━━━ Data to use

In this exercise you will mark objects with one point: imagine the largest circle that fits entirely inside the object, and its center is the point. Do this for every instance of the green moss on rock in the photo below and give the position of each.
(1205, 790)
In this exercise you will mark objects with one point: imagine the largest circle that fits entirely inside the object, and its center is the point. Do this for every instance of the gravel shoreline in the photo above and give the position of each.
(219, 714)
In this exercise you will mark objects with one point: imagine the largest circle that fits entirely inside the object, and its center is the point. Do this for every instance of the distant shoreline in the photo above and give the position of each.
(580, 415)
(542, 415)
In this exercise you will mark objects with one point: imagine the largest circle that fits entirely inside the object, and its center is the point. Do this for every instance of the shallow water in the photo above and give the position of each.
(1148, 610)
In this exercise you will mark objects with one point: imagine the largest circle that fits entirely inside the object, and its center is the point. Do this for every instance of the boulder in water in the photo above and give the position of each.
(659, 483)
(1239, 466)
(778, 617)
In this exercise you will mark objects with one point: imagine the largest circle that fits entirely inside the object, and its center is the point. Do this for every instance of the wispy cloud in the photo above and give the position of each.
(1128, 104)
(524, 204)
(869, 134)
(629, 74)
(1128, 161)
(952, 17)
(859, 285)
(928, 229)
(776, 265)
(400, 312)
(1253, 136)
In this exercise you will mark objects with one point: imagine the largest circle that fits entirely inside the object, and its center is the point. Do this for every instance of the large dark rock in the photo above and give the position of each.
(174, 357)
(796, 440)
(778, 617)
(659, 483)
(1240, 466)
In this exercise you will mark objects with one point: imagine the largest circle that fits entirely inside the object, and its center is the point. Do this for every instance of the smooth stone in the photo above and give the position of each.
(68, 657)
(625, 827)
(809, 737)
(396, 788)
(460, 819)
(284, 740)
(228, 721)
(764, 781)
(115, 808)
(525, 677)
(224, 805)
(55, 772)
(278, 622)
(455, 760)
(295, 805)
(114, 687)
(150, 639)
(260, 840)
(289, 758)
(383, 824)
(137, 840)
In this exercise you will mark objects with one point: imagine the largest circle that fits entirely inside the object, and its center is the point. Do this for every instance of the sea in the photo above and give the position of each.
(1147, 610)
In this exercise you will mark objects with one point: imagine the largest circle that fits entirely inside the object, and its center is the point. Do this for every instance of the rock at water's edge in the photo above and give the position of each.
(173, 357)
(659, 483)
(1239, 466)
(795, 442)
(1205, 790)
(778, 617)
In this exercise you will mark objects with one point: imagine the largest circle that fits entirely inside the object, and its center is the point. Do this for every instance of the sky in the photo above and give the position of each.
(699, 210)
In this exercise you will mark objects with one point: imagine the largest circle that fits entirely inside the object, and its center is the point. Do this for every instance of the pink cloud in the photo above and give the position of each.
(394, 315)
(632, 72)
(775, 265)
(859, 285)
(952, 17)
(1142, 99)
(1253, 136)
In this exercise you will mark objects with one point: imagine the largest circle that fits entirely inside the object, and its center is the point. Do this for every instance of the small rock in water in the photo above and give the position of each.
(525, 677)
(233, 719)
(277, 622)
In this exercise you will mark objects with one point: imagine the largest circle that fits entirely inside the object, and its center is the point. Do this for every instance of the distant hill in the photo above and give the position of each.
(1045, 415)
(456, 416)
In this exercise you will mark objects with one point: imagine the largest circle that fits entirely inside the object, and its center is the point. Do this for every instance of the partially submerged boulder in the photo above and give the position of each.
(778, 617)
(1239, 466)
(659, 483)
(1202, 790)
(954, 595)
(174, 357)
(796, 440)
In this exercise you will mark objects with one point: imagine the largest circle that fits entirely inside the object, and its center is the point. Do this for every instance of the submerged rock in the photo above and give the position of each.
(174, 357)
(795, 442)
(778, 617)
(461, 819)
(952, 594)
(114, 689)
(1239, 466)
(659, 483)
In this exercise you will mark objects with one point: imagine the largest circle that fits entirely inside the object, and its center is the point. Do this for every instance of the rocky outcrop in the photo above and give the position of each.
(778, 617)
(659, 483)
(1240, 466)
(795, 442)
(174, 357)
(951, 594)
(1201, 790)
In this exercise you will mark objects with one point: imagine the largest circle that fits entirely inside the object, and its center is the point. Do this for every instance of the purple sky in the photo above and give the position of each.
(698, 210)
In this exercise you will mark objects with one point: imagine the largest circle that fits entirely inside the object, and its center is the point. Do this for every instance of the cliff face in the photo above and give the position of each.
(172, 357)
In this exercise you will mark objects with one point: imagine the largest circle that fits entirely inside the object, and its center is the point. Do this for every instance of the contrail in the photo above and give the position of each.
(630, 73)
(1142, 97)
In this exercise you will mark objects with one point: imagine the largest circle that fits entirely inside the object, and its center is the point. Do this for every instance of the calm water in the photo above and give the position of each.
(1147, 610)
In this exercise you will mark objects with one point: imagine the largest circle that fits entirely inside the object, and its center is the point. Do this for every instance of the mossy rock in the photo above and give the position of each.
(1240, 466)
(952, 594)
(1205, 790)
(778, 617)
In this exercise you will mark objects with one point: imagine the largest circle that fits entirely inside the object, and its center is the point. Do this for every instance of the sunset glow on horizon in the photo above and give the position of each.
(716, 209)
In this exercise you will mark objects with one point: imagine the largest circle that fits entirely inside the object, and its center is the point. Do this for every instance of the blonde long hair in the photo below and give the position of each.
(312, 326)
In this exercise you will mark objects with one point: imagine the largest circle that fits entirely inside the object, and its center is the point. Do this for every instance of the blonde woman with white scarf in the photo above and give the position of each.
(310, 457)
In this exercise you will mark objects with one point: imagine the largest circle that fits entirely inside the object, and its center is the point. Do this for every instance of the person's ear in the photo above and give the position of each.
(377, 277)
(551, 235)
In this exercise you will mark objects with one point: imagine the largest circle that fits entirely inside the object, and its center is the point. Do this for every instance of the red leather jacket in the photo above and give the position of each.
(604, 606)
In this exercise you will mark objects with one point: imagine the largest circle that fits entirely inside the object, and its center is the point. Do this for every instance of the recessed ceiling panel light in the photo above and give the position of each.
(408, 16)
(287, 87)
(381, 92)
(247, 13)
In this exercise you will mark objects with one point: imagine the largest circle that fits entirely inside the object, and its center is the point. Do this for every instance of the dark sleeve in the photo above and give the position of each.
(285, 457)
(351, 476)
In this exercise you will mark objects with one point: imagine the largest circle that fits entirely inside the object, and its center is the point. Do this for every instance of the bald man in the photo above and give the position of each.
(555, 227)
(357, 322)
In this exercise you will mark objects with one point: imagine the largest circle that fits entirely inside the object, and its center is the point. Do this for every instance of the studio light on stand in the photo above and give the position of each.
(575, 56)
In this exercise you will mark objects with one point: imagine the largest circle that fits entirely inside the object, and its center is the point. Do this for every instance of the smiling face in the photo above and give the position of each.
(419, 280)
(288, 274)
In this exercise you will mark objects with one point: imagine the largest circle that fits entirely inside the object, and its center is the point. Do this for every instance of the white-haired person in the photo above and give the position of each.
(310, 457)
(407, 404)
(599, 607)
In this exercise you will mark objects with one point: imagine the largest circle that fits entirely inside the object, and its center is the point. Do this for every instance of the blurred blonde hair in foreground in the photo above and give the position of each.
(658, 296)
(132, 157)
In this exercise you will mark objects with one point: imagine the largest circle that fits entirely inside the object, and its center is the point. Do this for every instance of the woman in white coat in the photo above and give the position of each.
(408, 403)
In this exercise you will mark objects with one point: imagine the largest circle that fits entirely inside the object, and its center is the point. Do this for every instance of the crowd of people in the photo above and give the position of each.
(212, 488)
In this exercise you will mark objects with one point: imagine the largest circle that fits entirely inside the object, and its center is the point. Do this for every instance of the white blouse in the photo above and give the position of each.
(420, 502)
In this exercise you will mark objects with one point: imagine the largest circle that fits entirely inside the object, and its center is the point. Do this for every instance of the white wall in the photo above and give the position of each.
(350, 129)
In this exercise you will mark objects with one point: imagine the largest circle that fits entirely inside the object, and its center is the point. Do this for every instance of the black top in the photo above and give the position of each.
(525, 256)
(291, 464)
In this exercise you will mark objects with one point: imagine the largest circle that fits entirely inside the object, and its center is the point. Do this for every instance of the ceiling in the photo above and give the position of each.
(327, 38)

━━━━━━

● Task goal: Find the line that contains "of the ceiling". Restate it and all lines after it exactly, ending with the final line of the data.

● Exercise answer:
In this exercise you will mark objects with one point: imagine the largest circle that fits entirely inside the object, and its center is the point. Do this for every instance of the ceiling in the photo above and give the position of each.
(327, 38)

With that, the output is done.